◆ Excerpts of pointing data
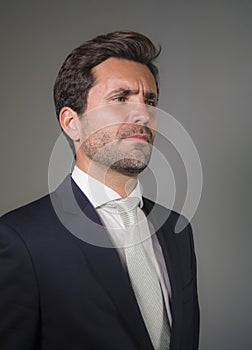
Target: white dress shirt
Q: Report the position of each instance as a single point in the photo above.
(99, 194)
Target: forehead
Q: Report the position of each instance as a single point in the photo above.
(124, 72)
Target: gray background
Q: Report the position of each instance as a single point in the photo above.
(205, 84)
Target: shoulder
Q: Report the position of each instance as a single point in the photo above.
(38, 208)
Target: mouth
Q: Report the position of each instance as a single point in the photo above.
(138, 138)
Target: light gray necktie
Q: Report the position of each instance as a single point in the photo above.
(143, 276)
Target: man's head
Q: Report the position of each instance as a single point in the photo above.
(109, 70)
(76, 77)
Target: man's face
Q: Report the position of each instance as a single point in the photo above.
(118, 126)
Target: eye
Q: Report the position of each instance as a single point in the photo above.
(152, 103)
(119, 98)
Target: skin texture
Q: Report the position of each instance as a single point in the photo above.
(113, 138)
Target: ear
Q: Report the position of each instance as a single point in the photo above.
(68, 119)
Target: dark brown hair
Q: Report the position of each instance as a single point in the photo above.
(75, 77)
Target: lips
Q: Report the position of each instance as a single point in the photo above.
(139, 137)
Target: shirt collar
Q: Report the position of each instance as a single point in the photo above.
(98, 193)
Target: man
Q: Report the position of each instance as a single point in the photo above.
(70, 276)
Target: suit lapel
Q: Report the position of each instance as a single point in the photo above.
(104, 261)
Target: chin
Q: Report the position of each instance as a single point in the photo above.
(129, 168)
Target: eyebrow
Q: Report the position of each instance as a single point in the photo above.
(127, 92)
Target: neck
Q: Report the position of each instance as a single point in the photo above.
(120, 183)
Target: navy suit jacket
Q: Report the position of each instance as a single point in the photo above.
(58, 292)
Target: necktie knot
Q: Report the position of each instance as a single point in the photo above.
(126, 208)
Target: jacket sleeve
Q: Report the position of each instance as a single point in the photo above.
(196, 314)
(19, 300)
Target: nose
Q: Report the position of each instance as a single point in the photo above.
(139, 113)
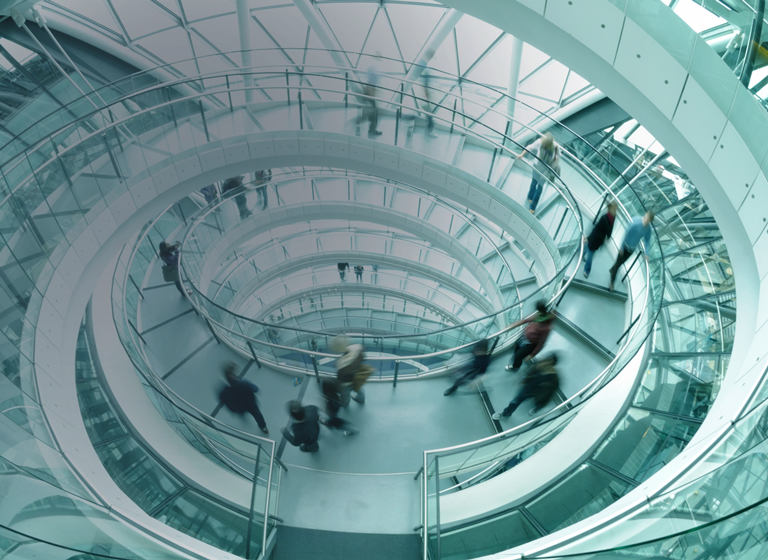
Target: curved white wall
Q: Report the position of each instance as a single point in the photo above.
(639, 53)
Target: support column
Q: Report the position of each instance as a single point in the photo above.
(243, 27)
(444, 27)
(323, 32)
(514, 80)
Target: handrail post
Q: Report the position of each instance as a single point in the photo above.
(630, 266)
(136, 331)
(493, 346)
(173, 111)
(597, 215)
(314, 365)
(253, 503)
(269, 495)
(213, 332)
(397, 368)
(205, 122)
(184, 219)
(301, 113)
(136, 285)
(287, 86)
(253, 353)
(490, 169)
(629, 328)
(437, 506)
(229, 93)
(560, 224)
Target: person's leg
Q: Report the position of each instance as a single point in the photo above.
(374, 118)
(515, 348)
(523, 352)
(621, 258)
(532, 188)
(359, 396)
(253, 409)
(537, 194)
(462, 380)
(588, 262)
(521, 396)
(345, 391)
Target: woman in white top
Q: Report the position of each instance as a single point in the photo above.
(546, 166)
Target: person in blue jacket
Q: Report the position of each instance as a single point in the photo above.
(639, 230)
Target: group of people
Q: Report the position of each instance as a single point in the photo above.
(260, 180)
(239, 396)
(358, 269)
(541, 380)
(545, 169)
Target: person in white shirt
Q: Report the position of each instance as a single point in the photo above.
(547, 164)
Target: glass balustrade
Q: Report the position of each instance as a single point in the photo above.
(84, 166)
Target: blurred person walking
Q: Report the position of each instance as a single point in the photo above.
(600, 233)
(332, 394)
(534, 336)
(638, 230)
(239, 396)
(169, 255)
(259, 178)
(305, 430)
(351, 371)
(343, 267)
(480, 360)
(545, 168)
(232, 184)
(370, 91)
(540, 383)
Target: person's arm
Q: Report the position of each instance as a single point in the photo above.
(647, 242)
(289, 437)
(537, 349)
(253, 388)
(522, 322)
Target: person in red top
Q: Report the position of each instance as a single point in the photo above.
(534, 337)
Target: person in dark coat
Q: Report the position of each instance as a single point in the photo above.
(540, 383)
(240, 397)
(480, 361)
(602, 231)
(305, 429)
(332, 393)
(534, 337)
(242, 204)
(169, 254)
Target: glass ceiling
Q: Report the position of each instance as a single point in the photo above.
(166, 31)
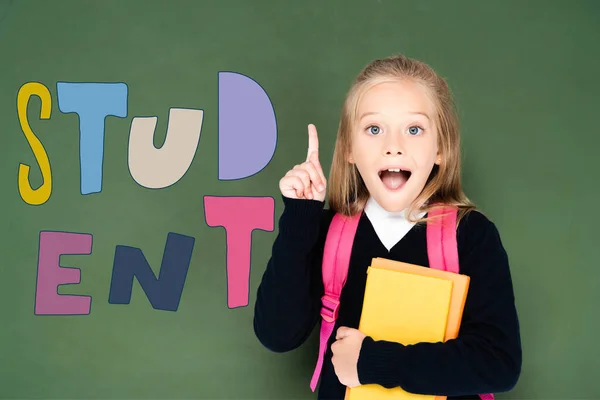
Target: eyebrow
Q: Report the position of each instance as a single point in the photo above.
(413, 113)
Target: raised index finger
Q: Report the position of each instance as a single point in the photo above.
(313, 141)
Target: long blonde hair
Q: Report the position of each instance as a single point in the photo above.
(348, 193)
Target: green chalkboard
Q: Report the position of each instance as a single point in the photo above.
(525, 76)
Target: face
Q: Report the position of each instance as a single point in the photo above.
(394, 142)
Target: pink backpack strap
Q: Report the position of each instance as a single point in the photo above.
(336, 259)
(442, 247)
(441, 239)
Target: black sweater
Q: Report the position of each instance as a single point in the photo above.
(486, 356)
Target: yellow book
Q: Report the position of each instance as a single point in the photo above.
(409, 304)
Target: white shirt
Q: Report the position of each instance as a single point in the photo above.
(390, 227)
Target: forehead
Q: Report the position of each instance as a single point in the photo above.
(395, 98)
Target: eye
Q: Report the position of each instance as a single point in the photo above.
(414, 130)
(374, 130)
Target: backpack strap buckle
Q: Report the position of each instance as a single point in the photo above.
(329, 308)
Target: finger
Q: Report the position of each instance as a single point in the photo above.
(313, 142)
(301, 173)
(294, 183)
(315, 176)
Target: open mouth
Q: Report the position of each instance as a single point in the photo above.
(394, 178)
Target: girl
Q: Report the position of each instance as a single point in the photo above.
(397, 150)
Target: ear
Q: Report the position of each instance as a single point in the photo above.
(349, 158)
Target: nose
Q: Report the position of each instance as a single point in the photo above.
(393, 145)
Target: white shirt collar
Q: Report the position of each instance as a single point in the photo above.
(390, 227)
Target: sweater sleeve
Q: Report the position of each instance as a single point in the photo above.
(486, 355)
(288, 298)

◆ Given exercise
Please extract exactly, and only, the lines from the line containing "Target: open mouth" through the last line of the records.

◆ Answer to this task
Target: open mouth
Q: Report the position of each instance as a single point in the photo above.
(394, 178)
Target: girl
Q: Report the position of each instance as a single point in the photo above.
(397, 150)
Target: ear
Q: Report the position of each instance as a single point in the photo above.
(349, 158)
Target: nose
Q: Report the position of each instance as a single point in the photo above.
(393, 145)
Target: white shirt collar
Q: Report the position of each instance as a single point in the photo above.
(390, 227)
Target: sweater sleeve
Q: Report the position of each instance as a single point in the photo above.
(486, 355)
(288, 298)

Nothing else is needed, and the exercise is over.